Goal of the exercise
Pick out each line of the material below that contains the word "sticker", and copy those lines without changing them.

Records for this exercise
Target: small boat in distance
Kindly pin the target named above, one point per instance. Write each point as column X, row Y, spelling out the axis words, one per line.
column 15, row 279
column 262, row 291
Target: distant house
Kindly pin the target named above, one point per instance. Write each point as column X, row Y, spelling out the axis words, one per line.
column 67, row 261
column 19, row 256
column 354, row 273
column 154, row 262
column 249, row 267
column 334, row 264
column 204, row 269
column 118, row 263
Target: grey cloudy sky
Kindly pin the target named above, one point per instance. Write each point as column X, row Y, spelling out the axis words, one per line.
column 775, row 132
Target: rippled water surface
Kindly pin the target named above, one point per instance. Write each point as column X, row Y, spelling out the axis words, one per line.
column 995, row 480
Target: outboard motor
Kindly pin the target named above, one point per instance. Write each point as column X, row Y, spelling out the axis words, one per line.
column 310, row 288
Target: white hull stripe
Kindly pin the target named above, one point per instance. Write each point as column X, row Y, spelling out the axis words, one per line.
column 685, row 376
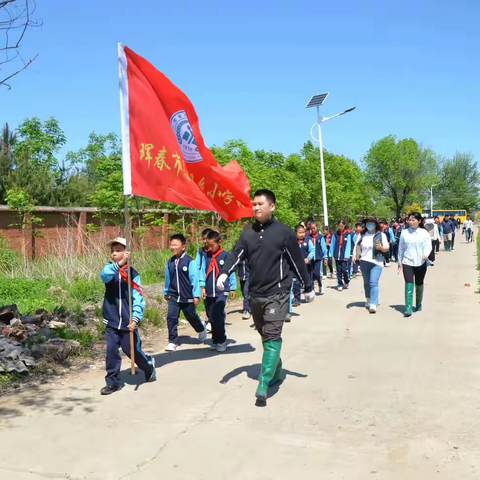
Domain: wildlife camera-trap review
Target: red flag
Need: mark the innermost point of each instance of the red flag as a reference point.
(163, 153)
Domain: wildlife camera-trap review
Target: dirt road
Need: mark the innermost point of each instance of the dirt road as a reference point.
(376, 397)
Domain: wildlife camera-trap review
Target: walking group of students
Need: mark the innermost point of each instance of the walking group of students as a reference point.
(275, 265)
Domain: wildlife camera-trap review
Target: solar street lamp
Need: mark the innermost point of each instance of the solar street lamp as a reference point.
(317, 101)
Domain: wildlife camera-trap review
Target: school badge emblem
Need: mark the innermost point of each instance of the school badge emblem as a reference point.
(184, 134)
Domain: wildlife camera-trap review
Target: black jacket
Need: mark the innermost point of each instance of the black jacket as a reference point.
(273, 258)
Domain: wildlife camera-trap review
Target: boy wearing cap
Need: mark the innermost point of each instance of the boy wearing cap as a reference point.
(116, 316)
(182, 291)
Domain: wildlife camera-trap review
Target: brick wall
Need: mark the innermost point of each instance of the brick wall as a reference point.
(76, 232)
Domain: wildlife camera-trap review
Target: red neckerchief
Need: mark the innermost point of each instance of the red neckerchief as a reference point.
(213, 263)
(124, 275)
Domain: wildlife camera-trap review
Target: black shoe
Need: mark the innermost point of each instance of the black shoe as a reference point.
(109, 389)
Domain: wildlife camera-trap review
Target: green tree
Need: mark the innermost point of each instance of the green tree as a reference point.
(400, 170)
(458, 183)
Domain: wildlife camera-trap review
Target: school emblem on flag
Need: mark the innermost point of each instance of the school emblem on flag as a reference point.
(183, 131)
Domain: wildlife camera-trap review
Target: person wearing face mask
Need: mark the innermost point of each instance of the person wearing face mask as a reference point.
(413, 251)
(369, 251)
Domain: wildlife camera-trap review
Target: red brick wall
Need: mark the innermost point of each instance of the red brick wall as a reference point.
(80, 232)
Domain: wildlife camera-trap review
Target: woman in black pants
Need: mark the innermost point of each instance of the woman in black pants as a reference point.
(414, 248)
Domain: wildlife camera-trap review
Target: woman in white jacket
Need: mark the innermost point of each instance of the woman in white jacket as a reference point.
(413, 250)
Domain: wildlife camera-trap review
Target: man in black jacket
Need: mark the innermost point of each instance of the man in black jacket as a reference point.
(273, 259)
--
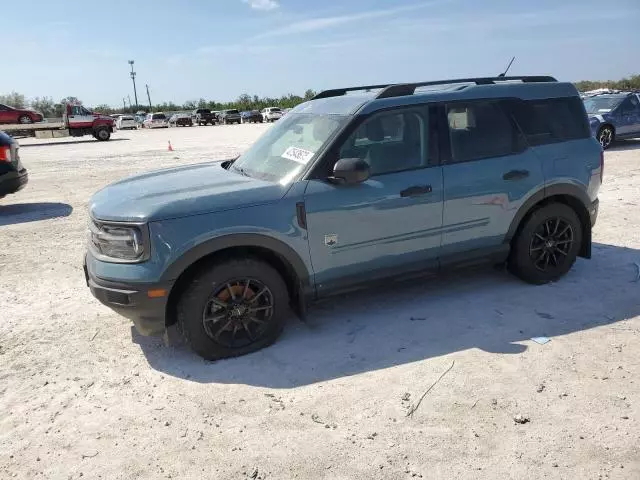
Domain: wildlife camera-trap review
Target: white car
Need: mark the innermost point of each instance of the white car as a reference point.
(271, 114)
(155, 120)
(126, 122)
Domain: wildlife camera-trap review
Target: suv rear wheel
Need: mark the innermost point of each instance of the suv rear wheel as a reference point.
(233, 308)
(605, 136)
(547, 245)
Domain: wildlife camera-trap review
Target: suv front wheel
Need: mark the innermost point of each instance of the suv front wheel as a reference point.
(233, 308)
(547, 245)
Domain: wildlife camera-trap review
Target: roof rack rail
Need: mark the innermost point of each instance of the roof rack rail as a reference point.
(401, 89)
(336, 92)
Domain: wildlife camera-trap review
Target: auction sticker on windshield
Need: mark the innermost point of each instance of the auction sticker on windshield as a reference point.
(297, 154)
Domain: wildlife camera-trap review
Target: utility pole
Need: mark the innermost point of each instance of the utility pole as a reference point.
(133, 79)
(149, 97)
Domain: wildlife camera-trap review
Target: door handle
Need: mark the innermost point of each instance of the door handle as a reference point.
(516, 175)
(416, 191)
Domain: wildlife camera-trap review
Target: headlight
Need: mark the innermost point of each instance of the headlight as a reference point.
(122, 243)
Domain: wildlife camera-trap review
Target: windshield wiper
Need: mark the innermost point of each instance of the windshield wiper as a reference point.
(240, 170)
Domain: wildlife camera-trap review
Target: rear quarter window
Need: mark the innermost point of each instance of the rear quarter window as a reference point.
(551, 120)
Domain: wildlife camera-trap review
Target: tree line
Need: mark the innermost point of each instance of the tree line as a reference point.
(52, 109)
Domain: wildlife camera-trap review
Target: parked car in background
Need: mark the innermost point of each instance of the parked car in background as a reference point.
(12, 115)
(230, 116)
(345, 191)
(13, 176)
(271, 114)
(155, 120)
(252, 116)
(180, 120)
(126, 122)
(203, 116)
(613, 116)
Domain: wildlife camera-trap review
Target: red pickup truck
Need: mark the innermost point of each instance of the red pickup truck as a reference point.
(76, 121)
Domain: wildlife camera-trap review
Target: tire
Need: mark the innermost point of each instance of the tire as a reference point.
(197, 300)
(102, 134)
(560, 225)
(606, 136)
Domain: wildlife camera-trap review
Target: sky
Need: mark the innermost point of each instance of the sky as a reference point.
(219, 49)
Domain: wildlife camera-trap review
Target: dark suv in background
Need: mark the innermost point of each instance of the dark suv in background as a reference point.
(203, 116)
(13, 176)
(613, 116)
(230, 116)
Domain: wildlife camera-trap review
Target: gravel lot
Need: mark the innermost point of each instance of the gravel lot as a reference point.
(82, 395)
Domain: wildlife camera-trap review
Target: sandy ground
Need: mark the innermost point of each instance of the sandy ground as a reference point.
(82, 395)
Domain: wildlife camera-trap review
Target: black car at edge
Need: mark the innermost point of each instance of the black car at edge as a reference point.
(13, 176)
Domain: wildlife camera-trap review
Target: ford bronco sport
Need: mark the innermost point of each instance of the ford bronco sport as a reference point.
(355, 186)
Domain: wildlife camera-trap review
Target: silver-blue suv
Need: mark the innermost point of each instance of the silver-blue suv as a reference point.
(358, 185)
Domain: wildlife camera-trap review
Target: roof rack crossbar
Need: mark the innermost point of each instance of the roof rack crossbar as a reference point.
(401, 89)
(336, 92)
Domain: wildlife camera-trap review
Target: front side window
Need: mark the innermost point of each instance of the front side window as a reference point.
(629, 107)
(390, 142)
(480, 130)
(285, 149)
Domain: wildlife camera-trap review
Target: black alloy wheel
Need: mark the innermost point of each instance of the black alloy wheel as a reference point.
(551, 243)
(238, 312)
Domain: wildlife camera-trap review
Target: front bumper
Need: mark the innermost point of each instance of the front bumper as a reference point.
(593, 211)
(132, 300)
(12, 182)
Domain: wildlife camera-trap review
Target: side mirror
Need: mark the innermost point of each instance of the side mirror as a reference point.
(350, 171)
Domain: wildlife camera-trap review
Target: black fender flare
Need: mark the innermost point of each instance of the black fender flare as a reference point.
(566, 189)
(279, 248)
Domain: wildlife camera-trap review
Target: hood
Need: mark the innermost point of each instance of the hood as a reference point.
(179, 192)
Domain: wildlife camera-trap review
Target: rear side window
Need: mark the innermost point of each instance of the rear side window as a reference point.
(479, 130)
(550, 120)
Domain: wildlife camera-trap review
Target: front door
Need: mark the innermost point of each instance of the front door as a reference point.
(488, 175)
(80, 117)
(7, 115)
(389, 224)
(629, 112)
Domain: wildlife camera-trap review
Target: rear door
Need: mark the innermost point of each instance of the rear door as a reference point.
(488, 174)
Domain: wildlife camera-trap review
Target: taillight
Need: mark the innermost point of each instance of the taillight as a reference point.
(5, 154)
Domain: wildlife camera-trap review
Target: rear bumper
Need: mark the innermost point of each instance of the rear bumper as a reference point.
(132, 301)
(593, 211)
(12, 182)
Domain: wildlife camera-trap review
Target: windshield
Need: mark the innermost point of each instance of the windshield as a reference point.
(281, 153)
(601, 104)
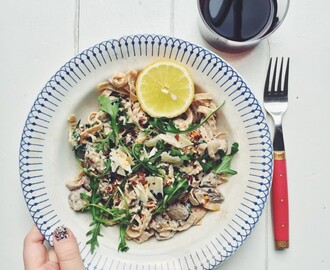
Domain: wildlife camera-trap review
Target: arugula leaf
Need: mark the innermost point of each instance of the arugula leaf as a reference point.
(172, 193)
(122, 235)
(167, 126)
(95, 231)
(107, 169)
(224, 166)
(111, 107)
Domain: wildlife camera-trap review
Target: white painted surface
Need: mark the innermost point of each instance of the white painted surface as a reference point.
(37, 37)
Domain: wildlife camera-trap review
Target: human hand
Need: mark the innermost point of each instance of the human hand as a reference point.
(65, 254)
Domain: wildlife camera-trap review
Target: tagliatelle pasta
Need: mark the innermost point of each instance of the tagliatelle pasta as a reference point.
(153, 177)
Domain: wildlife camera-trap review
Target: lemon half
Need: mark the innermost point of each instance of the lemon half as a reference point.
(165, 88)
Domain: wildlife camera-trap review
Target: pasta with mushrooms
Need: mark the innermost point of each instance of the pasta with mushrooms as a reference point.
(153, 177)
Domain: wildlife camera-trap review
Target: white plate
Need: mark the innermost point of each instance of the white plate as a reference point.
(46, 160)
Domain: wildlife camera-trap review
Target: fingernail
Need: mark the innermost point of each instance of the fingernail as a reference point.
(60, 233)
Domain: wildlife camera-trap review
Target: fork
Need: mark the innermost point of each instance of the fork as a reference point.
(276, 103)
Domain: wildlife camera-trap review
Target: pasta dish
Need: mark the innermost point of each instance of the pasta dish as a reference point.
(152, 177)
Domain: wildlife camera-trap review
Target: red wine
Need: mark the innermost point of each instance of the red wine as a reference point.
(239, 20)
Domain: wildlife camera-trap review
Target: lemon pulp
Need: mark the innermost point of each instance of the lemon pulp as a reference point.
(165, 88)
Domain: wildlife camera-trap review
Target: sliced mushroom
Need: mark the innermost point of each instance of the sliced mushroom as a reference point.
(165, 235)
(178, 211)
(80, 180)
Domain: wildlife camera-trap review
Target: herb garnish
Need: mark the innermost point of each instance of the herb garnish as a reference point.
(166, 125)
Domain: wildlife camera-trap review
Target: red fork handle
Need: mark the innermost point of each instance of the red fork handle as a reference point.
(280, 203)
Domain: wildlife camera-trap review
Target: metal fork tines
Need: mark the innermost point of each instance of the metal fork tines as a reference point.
---
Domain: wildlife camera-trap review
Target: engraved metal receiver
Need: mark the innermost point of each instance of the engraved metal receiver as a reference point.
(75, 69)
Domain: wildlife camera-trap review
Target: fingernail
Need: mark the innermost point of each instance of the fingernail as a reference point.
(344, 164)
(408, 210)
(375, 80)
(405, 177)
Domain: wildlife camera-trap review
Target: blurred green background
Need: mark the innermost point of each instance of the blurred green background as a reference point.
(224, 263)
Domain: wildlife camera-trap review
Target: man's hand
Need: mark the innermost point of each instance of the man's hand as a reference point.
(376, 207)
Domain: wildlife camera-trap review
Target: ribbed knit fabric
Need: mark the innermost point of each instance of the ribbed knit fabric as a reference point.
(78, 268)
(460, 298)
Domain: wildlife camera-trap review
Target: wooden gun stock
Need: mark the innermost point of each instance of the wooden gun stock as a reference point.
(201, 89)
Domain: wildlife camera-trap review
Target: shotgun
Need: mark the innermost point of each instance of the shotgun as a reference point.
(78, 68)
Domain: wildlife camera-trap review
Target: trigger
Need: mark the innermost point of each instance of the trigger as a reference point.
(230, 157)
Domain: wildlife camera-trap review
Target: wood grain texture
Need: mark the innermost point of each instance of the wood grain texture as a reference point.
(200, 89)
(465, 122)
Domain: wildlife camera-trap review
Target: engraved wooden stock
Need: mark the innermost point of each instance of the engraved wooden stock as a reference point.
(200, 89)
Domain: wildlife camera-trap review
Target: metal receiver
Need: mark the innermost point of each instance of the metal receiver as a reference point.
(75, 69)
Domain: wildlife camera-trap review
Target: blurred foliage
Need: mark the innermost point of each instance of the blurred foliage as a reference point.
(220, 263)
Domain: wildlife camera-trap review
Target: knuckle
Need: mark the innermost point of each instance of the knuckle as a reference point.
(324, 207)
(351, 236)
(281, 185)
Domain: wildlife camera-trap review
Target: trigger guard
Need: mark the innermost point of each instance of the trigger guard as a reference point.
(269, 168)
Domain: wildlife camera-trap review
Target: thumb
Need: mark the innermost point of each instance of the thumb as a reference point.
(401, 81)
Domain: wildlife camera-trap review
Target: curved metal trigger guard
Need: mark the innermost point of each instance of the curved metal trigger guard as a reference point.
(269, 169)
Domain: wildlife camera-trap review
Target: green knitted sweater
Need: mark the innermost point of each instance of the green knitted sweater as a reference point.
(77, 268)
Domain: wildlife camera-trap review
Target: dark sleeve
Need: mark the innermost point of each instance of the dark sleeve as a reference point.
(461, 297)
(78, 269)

Final answer
Target: auction sticker on windshield
Need: mark the innermost point of each instance of the auction sticker on windshield as a reference point.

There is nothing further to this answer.